* **Records from a data collection**
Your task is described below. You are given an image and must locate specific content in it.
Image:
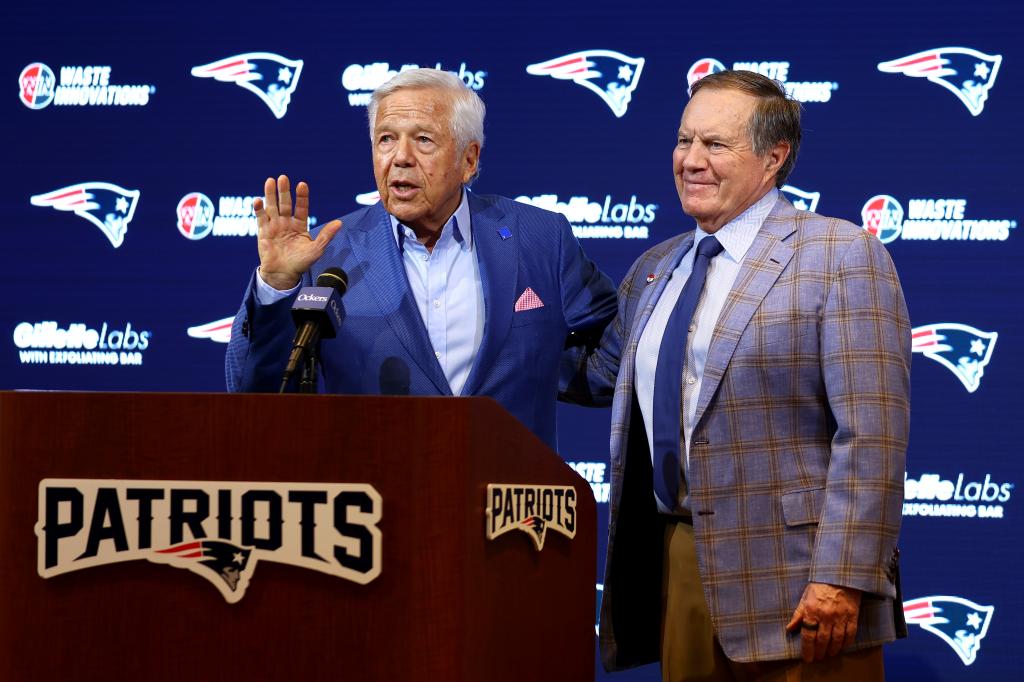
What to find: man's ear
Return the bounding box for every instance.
[765,141,791,182]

* **DESCRIPTION OF THE TASK**
Print each entry exactly, leaving pictures out.

* **RESPONSE TO THIS TASK**
Your task is described below. You are given an image and must locate specific content in it.
Image:
What to find: man's ear
Return the bounding box for every instance.
[765,141,791,182]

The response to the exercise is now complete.